Which one is best 2.0 for PC  Swans D1080-IV or Swans M200MKII ?


----------



## masterkd (Jul 21, 2016)

shreeux said:


> Which one is best 2.0 for PC  Swans D1080-IV or Swans M200MKII ?



If you have the money definitely M200MKII


----------



## shreeux (Jul 21, 2016)

masterkd said:


> If you have the money definitely M200MKII



I have no Soundcard..Its ok?


----------



## masterkd (Jul 21, 2016)

shreeux said:


> I have no Soundcard..Its ok?



yes. It have RCA connector. You can connect it to RCA output or use RCA to 3.5 mm cable to connect to 3.5 mm output.


----------



## shreeux (Jul 22, 2016)

masterkd said:


> yes. It have RCA connector. You can connect it to RCA output or use RCA to 3.5 mm cable to connect to 3.5 mm output.



ok, Its essential to add Soundcard or DAC for better performance?


----------



## masterkd (Jul 22, 2016)

Nope. These speakers already have amp inbuilt.
Rather than DAC better get primium quality amp/av receivers and speaker combo

Sent from my Nexus 5 using Tapatalk


----------



## shreeux (Jul 22, 2016)

masterkd said:


> Nope. These speakers already have amp inbuilt.
> Rather than DAC better get primium quality amp/av receivers and speaker combo
> 
> Sent from my Nexus 5 using Tapatalk



I am use for my desktop only....My Motherboard was Intel Desktop Board DP45SG its outdated, that's why asking its fit for quality sound.


----------



## masterkd (Jul 24, 2016)

That is fine. Good speakers will definitely improve sound quality. However if you add internal/external sound card/DAC quality will improve much further.


----------



## shreeux (Jul 24, 2016)

masterkd said:


> That is fine. Good speakers will definitely improve sound quality. However if you add internal/external sound card/DAC quality will improve much further.



I google it soundcard vs dac not get it more confusion..Which one is best? Below 5k?


----------



## masterkd (Jul 27, 2016)

shreeux said:


> I google it soundcard vs dac not get it more confusion..Which one is best? Below 5k?



For 5K you can get Asus Xonar DX.

- - - Updated - - -

Just received my Swans M10. Now in office so cannot unpack it.
Will provide more update after I reach home and set it up.

(DIRECTIVE 1): In the entries, starting with the line containing "plank and record the pixel coordinates." and going on through the end of the entries, can you substitute "aged" for "weathered" and leave everything else unchanged?

(INPUT FOR THIS TASK):

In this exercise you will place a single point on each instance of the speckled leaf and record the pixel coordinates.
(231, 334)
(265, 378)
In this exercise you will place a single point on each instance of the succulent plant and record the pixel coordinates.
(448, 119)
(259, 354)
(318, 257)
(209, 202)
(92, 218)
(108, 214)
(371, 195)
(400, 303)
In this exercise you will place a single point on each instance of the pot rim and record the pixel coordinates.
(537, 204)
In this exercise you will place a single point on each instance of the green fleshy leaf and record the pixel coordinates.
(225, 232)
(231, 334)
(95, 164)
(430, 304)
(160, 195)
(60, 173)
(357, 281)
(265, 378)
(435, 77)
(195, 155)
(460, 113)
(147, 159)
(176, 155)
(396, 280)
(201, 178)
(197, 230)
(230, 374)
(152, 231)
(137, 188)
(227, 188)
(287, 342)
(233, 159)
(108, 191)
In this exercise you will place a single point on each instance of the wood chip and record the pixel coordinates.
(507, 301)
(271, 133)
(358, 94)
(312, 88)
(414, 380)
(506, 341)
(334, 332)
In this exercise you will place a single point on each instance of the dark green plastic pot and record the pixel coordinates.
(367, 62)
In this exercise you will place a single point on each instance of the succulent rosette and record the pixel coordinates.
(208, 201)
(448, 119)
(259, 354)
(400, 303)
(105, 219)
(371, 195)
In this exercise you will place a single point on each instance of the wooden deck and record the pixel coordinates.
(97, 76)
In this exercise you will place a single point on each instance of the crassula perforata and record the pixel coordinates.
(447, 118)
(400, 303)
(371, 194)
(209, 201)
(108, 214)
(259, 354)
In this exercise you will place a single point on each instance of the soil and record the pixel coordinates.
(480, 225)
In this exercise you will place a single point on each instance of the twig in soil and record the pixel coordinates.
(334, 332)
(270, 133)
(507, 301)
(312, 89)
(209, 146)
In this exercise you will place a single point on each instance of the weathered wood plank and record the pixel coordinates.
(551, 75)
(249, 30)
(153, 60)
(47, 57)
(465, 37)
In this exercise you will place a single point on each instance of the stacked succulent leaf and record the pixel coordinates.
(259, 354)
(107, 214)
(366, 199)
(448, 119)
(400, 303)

(DIRECTIVE 2): Can you copy the speaker thread word for word, starting with "I am use for" and going on through "masterkd (Jul 24, 2016)"?

(FULL SOLUTION 1):
In this exercise you will place a single point on each instance of the aged wood plank and record the pixel coordinates.
(551, 75)
(249, 30)
(153, 60)
(47, 57)
(465, 37)
In this exercise you will place a single point on each instance of the stacked succulent leaf and record the pixel coordinates.
(259, 354)
(107, 214)
(366, 199)
(448, 119)
(400, 303)

(FULL SOLUTION 2):
I am use for my desktop only....My Motherboard was Intel Desktop Board DP45SG its outdated, that's why asking its fit for quality sound.


----------



## masterkd (Jul 24, 2016)